Problem to work on:
How many lines of the listing below contain the word "window"? Reply with the number alone.
[Start of Records for this exercise]
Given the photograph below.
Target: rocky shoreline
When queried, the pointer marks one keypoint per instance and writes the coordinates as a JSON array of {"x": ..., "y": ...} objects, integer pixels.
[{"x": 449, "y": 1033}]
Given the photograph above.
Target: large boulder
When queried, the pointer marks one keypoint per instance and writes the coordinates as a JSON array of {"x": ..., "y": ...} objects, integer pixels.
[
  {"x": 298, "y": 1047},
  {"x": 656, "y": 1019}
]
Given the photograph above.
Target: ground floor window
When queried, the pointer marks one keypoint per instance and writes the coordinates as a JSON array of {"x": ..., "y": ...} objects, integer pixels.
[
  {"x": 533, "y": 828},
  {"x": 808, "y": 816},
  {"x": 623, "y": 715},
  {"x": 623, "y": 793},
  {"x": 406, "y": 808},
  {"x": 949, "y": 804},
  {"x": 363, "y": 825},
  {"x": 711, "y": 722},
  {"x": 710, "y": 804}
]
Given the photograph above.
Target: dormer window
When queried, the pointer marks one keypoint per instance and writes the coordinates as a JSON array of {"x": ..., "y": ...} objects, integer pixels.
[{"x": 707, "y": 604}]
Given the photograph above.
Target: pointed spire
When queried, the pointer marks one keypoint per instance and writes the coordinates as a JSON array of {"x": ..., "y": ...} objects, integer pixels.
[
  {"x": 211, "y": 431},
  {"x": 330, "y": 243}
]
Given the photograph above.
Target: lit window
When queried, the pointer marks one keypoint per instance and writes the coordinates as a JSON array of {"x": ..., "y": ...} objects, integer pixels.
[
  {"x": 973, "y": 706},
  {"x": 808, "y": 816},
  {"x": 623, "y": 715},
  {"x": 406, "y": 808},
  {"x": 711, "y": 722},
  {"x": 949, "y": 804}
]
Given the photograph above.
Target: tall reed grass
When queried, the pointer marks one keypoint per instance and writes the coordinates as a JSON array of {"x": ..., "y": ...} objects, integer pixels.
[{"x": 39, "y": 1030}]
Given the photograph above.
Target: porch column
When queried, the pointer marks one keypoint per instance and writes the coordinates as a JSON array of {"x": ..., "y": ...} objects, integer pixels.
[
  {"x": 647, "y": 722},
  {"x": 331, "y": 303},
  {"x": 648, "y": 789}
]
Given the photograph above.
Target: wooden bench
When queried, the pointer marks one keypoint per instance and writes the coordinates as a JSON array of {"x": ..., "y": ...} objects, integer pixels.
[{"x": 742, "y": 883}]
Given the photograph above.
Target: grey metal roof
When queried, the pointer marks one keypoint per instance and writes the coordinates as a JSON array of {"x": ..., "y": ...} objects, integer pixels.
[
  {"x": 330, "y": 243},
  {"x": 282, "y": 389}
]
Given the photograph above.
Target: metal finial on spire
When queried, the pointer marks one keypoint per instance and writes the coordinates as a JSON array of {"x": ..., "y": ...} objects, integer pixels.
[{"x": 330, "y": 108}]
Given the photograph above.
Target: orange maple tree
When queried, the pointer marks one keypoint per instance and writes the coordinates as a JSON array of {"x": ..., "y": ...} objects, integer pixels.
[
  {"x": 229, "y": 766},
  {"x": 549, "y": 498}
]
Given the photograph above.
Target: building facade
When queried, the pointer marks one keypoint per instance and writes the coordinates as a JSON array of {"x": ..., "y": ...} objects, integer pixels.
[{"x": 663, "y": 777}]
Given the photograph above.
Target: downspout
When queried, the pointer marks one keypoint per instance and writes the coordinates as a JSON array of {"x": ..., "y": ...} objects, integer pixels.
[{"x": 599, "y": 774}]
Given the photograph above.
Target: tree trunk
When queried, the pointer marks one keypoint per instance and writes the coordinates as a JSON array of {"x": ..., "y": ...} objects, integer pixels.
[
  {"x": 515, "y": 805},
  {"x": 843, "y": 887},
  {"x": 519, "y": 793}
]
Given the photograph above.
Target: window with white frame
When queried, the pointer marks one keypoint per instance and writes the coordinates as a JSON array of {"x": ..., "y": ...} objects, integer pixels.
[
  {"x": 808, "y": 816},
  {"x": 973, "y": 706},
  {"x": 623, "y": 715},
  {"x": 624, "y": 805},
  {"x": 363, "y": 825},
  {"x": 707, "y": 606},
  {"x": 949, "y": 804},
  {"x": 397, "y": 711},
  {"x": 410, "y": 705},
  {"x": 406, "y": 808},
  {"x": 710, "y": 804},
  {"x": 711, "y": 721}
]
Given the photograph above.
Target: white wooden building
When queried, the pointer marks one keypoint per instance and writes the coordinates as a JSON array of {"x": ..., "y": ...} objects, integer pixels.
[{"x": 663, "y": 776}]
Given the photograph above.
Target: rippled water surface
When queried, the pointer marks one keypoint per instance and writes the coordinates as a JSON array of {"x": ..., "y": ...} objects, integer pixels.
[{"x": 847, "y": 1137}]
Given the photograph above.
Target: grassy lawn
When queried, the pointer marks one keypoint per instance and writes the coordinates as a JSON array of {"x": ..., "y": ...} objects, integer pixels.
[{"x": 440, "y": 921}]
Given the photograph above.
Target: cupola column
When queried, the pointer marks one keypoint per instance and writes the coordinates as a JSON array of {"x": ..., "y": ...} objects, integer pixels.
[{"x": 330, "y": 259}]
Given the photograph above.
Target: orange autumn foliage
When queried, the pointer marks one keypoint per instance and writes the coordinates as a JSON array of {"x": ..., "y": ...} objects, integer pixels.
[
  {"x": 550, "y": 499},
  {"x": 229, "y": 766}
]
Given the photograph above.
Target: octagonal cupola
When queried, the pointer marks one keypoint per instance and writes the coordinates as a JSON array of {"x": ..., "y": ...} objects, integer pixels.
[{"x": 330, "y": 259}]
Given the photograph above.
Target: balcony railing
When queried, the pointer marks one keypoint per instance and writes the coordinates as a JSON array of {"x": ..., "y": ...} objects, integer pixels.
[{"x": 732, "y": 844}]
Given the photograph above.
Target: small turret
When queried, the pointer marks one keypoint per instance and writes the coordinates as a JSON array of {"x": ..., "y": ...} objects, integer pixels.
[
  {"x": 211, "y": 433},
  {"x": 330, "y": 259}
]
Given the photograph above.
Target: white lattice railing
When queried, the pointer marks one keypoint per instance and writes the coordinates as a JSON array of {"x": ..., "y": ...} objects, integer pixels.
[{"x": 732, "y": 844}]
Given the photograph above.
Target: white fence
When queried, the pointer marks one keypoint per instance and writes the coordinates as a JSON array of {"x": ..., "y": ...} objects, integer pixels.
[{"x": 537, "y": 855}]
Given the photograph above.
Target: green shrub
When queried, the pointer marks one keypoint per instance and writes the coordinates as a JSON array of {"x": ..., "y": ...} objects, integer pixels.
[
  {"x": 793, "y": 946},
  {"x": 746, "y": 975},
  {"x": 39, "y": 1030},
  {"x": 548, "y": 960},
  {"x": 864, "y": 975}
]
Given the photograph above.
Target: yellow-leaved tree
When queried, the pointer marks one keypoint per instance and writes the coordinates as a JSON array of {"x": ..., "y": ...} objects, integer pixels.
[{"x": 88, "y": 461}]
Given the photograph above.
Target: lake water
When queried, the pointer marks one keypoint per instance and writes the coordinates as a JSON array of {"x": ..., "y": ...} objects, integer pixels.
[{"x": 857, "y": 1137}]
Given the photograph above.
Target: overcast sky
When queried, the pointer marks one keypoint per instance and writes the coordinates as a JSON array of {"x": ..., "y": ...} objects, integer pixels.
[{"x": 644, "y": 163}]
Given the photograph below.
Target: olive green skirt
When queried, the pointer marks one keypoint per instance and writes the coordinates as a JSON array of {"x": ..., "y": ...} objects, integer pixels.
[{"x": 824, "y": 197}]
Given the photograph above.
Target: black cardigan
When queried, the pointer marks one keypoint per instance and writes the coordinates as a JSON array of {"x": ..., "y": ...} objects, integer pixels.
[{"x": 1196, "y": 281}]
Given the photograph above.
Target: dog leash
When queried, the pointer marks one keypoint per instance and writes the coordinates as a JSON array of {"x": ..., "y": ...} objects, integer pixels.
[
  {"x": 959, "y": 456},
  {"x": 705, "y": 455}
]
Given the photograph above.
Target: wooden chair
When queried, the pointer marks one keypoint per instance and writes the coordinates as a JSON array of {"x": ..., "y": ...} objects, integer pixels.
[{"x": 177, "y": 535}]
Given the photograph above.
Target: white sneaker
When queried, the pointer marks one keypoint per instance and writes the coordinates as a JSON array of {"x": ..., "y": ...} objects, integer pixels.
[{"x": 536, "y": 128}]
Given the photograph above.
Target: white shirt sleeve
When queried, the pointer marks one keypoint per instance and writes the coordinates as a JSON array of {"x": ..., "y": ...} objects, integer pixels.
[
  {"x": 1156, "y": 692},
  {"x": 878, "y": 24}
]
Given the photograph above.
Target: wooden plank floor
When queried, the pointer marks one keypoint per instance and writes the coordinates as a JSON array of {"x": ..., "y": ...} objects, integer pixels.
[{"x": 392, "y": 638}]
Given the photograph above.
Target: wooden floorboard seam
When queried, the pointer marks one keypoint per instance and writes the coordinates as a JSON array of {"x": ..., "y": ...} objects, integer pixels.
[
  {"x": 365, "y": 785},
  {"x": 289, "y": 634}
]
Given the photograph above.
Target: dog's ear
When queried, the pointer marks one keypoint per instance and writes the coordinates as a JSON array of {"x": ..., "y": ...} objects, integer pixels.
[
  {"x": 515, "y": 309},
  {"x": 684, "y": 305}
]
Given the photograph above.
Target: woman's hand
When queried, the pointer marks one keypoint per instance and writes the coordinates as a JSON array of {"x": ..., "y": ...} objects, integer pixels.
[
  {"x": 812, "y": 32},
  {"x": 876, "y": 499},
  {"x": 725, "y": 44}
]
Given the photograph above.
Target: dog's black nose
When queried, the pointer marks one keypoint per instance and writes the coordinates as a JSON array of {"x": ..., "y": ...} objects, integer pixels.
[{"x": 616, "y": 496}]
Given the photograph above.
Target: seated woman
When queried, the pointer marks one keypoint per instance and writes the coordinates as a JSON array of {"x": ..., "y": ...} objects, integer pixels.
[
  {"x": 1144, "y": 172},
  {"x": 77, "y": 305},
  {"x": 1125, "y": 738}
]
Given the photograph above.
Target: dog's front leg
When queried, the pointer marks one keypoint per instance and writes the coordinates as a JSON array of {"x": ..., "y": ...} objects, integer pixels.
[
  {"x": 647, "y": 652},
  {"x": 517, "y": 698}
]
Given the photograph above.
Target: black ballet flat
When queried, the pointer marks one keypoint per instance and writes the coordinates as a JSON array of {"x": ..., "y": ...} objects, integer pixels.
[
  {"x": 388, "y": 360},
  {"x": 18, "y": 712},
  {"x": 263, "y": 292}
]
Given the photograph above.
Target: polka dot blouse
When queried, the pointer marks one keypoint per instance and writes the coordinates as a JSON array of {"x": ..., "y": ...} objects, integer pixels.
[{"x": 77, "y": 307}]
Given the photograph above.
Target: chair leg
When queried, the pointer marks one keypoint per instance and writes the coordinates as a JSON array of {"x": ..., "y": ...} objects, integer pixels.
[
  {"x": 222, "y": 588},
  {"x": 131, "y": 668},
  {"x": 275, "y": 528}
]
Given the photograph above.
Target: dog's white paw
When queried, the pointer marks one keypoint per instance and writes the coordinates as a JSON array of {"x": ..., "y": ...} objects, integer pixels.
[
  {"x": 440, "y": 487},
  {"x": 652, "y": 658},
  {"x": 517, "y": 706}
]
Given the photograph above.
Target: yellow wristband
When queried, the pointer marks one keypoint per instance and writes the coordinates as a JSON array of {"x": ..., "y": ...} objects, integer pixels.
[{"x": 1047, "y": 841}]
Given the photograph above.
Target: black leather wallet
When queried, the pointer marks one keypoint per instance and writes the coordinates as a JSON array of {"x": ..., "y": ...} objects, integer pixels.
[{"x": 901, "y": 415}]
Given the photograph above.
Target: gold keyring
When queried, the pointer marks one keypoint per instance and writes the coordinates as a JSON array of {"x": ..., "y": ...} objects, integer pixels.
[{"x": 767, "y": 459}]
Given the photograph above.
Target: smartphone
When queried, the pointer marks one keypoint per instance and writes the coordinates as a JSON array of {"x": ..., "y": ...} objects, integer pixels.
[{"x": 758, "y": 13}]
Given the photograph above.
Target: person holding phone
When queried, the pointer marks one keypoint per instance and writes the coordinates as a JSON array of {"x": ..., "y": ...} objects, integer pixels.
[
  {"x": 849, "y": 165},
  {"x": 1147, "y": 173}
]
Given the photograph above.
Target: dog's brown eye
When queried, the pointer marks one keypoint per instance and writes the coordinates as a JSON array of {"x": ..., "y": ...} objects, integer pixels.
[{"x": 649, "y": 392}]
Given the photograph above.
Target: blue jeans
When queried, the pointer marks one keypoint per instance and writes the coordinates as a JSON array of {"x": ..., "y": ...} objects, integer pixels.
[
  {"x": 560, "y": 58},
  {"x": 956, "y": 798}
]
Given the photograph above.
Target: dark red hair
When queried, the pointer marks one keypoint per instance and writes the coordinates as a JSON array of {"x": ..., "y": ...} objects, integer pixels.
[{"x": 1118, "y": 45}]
[End of Records for this exercise]
Result for this exercise:
4